=== Data entries ===

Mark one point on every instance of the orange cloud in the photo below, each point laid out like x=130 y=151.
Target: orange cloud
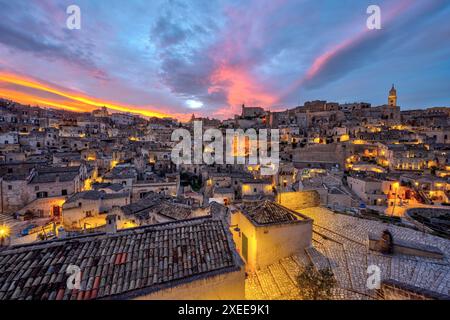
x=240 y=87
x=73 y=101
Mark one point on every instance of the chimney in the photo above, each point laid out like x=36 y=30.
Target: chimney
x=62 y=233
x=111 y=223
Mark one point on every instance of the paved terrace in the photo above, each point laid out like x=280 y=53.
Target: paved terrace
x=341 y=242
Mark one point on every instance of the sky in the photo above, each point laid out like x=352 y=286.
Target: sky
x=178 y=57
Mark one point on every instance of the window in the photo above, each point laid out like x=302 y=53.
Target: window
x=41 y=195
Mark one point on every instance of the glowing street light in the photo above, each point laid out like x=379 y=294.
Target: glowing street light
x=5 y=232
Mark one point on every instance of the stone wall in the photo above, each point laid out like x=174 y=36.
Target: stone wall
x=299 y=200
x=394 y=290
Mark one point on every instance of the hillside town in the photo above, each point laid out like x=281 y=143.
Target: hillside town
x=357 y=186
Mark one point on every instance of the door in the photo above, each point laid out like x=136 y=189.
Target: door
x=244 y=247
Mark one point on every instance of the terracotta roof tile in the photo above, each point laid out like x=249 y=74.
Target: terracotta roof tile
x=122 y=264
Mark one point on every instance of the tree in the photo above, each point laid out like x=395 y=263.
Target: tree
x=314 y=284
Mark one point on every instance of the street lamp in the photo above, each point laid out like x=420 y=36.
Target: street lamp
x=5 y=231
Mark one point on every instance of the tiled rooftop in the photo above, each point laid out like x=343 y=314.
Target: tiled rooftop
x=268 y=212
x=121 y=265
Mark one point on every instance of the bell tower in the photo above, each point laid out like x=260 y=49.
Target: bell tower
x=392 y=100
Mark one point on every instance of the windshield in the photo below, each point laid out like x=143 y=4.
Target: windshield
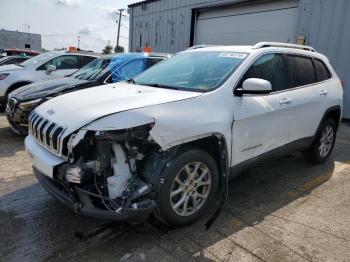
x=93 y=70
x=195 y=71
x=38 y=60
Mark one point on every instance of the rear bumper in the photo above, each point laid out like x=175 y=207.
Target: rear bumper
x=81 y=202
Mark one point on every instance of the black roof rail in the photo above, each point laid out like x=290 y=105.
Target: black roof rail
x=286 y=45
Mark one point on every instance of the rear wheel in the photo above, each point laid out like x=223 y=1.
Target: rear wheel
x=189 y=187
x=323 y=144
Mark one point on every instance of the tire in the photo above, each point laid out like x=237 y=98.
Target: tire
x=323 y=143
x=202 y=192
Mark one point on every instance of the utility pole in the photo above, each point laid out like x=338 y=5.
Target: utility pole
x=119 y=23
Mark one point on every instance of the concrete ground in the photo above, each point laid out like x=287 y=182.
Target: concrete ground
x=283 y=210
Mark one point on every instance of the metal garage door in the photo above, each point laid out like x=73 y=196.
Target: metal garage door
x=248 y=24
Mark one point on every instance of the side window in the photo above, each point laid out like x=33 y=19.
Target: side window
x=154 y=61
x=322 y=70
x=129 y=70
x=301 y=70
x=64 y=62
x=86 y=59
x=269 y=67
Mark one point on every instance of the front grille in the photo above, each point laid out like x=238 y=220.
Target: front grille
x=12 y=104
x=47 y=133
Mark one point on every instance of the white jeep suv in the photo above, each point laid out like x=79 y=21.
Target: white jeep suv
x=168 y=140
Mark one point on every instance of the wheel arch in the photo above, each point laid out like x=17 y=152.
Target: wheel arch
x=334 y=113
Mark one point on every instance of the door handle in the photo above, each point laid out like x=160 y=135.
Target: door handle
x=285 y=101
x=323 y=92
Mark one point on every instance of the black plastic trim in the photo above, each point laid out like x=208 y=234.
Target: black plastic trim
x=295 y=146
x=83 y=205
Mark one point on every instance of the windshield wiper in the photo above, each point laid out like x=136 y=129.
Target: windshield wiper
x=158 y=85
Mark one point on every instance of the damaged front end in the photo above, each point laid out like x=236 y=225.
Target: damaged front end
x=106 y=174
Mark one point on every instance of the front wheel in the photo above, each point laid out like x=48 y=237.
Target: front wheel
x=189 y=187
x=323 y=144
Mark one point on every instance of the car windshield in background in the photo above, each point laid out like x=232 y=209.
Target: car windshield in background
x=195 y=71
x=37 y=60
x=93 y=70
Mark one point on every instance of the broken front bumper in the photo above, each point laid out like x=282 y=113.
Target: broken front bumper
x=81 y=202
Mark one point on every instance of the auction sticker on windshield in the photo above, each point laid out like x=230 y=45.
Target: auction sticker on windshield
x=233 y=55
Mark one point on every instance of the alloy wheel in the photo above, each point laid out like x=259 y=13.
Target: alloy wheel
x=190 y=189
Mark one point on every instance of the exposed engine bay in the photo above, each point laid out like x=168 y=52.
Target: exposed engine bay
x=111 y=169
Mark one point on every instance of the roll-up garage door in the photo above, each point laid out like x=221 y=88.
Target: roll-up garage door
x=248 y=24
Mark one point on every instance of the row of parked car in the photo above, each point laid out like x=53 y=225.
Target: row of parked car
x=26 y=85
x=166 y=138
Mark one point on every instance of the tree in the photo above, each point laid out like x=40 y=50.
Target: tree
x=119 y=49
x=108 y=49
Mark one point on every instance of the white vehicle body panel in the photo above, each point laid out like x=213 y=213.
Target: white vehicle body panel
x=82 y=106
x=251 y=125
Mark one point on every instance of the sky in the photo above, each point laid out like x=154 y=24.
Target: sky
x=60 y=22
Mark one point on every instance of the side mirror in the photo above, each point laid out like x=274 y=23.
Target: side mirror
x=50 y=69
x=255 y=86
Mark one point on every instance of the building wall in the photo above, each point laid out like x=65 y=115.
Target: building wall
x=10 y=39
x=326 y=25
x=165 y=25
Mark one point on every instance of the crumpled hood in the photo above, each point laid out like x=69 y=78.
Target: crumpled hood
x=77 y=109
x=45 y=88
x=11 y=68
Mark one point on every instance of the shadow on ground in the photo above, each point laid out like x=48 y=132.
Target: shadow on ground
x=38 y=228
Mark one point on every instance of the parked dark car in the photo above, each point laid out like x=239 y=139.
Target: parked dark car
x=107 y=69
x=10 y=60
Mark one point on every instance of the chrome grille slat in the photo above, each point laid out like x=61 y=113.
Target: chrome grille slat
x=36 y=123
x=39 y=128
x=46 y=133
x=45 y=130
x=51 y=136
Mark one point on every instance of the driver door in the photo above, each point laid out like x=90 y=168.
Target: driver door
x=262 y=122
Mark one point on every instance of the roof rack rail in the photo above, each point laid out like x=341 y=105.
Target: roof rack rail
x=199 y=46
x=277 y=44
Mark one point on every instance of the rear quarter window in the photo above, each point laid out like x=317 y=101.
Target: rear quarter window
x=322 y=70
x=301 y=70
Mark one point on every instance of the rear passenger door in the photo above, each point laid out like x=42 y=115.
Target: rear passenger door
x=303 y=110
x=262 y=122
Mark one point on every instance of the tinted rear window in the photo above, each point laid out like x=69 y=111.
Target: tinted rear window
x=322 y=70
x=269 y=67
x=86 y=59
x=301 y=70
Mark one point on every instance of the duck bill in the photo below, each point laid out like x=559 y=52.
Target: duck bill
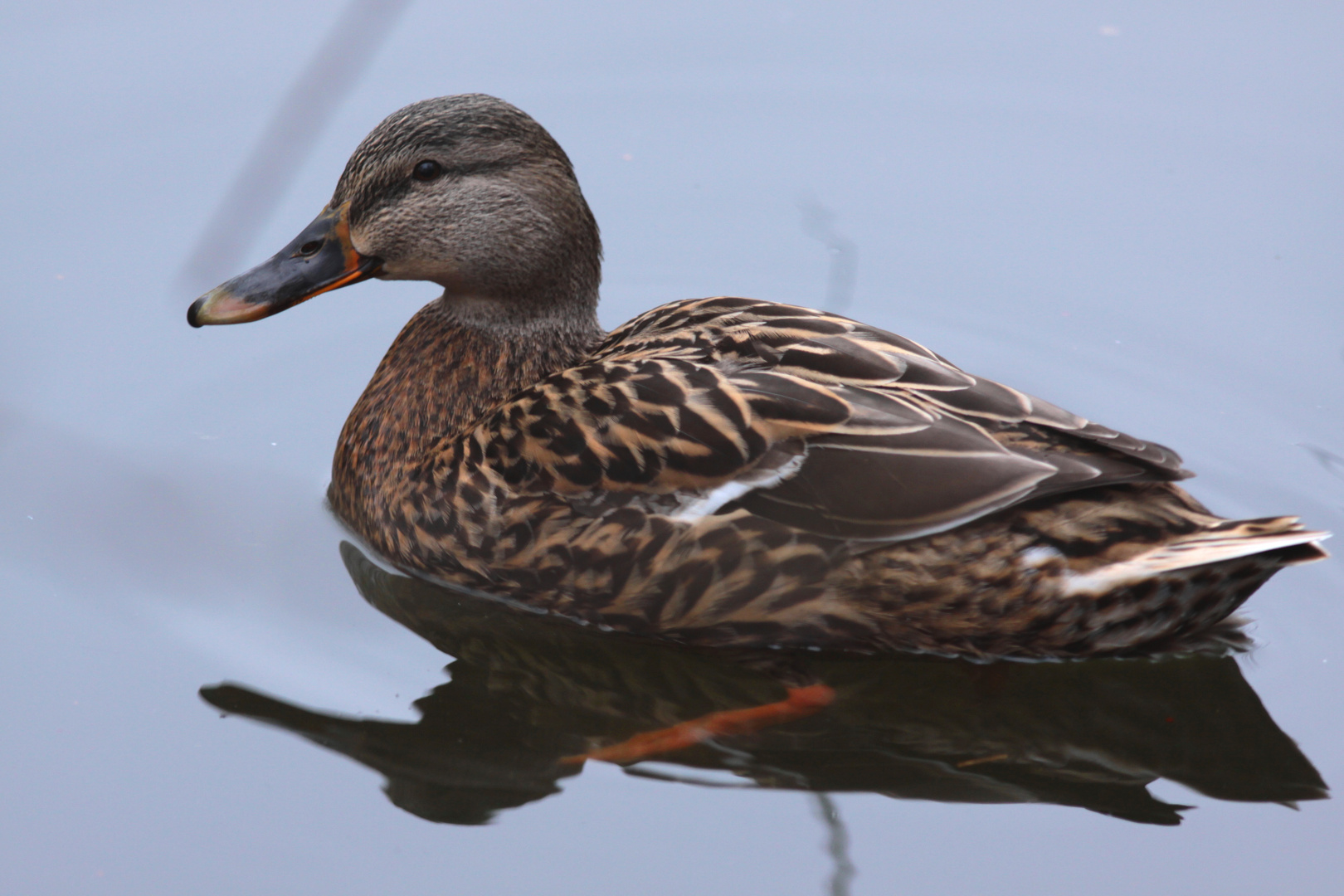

===

# [Exercise brief]
Retype all of the lines above verbatim, omitting the pictures.

# [Written response]
Mark one point on every instance of the orange cloud in the photo below, each point laid out like x=130 y=151.
Target: orange cloud
x=240 y=87
x=73 y=101
Mark one point on every instance of the chimney in the photo above, each point laid out like x=36 y=30.
Target: chimney
x=62 y=233
x=111 y=223
Mark one point on every instance of the paved terrace in the photo above, each point laid out like x=280 y=53.
Target: paved terrace
x=341 y=242
Mark one point on every instance of the sky in the photo above, each point laid out like x=352 y=286.
Target: sky
x=178 y=57
Mark one point on every instance of the window in the photo above, each point laid out like x=302 y=53.
Target: window
x=41 y=195
Mark one point on every instance of the glowing street light in the photo above, each point laid out like x=379 y=294.
Target: glowing street light
x=5 y=232
Mark one point on every instance of the stone wall in the photo above, each point laid out like x=174 y=36.
Target: stone wall
x=299 y=200
x=394 y=290
Mark one point on every instance of the hillside town in the photo above, each point laid out like x=281 y=143.
Target: hillside town
x=357 y=186
Mark one point on every instance of the door in the photo above, each point laid out like x=136 y=189.
Target: door
x=244 y=247
Mark one point on every instance of the terracotta roof tile in the photo above, each point laid out like x=249 y=74.
Target: terracotta roof tile
x=122 y=264
Mark one point on every instance of the tree in the photo above, each point laid out like x=395 y=263.
Target: tree
x=314 y=284
Mark one point on every instance of the street lamp in the photo above, each point laid out like x=420 y=36.
Target: street lamp
x=5 y=231
Mark one point on every instance of the tiled rooftop in the photo above, each point laid out like x=343 y=314.
Target: tiled rooftop
x=268 y=212
x=121 y=265
Mark one point on every instance of the bell tower in the photo above, each point laid out like x=260 y=49.
Target: bell tower
x=392 y=100
Mark one point on every instance of the windshield in the photo below, each point laid out like x=143 y=4.
Target: windshield
x=93 y=70
x=195 y=71
x=38 y=60
Mark one point on every instance of the rear bumper in the photo above, each point laid out like x=175 y=207.
Target: rear bumper
x=81 y=202
Mark one point on every instance of the black roof rail in the photo above, each point laid out like x=290 y=105.
Target: black roof rail
x=286 y=45
Mark one point on every instance of the rear wheel in the photo above, each point laid out like x=223 y=1.
Target: rear wheel
x=189 y=187
x=323 y=144
Mark one point on every instance of the tire in the photo above, each point laid out like x=237 y=98.
Target: tire
x=323 y=143
x=202 y=192
Mark one point on every instance of the utility pole in the photo above, each point laid out like x=338 y=5.
Target: utility pole
x=119 y=23
Mark one point on every instance of the concrete ground in the photo above, each point laid out like x=287 y=182.
Target: concrete ground
x=283 y=210
Mark one point on every instance of the metal garage door in the photo above, each point laid out like x=73 y=196.
Target: metal garage door
x=248 y=24
Mark one point on every instance of the side window in the photo above, each point laid out like x=33 y=19.
Target: side window
x=154 y=61
x=322 y=70
x=129 y=70
x=301 y=70
x=64 y=62
x=86 y=59
x=269 y=67
Mark one point on every instance of the front grille in the photo above, each point laid out like x=238 y=220.
Target: front grille
x=12 y=104
x=47 y=133
Mark one point on every instance of the white jeep suv in the photo above, each point laid out like x=79 y=21.
Target: white jeep suv
x=168 y=140
Mark one point on every instance of the wheel arch in the photo above, each point laid out like x=17 y=152.
Target: wheel arch
x=334 y=113
Mark one point on every instance of the door handle in the photo above, each point laid out like x=160 y=135.
Target: door handle
x=285 y=101
x=323 y=92
Mark one point on every instance of the black plastic trim in the photo above, each point laid out like x=208 y=234.
Target: black plastic trim
x=295 y=146
x=83 y=205
Mark one point on every instance of the windshield wiper in the photo above, each point laid out like x=136 y=129.
Target: windshield wiper
x=158 y=85
Mark one point on every instance of the damaged front end in the photo above, each point laid out like x=236 y=225.
Target: damaged front end
x=106 y=174
Mark one point on every instance of the front wheel in the photo above, each point laid out like x=48 y=237.
Target: front wheel
x=189 y=187
x=323 y=144
Mark one point on every instance of the car windshield in background in the photo above, each point laid out like x=232 y=209.
Target: car windshield in background
x=195 y=71
x=37 y=60
x=93 y=70
Mark one point on every instance of the broken front bumper in the photo above, each point laid out like x=282 y=113.
Target: broken front bumper
x=81 y=202
Mark one point on every instance of the auction sticker on windshield in the photo above, each point laid out like x=230 y=45.
Target: auction sticker on windshield
x=233 y=55
Mark one point on every instance of the alloy wheel in the photo above, each point laid out like x=259 y=13.
Target: alloy wheel
x=190 y=189
Mark one point on every instance of the exposed engine bay in the photo above, each point laid out like x=168 y=52.
Target: exposed engine bay
x=111 y=169
Mark one point on every instance of the roll-up garage door in the photo above, each point laid out like x=221 y=88.
Target: roll-up garage door
x=248 y=24
Mark one point on every instance of the row of parked car in the photo above, each point laid out like x=53 y=225.
Target: row of parked car
x=26 y=85
x=166 y=138
Mark one point on every instance of the tree in the photo above, each point laid out like x=40 y=50.
Target: tree
x=119 y=49
x=108 y=49
Mark one point on every instance of the white vehicle body panel in the photo above, each point laid out like x=213 y=213.
Target: white vehicle body panel
x=82 y=106
x=251 y=125
Mark one point on every instance of the sky in the photo above, each point laid out like x=154 y=24.
Target: sky
x=60 y=22
Mark one point on every instance of the side mirror in the photo above, each point laid out like x=274 y=23.
Target: side mirror
x=50 y=69
x=255 y=86
Mark one point on every instance of the building wall in the photo above, each point laid out like x=65 y=115.
Target: building wall
x=10 y=39
x=326 y=25
x=165 y=25
Mark one point on every instance of the crumpled hood in the photo above, each point laid out like x=69 y=78.
Target: crumpled hood
x=77 y=109
x=45 y=88
x=11 y=68
Mark one point on every instance of the shadow on ground in the photo above, each point laid out like x=48 y=132.
Target: shadow on ground
x=38 y=228
Mark one point on every instance of the parked dark car in the photo above, each point laid out like x=239 y=139.
Target: parked dark car
x=107 y=69
x=10 y=60
Mark one point on every instance of the chrome grille slat in the photo above, each point laid out like x=61 y=113.
Target: chrome grille slat
x=36 y=123
x=39 y=128
x=46 y=133
x=45 y=130
x=51 y=136
Mark one point on every instance of the driver door in the photo above, each point laid out like x=90 y=168.
Target: driver door
x=262 y=122
Mark one point on every instance of the roof rack rail in the photo above, each point laid out like x=341 y=105.
Target: roof rack rail
x=199 y=46
x=277 y=44
Mark one point on every instance of the rear quarter window in the photo above, each point laid out like x=317 y=101.
Target: rear quarter window
x=322 y=70
x=301 y=70
Mark one point on every instance of the rear passenger door in the photo above, each point laid out like x=42 y=115.
Target: rear passenger door
x=303 y=110
x=262 y=122
Mark one point on every instance of the tinted rear window in the photo above, each point laid out like x=69 y=111.
Target: tinted rear window
x=322 y=70
x=269 y=67
x=86 y=59
x=301 y=70
Mark one point on every instance of the duck bill in the photo below, each point laid out like x=559 y=52.
Target: duck bill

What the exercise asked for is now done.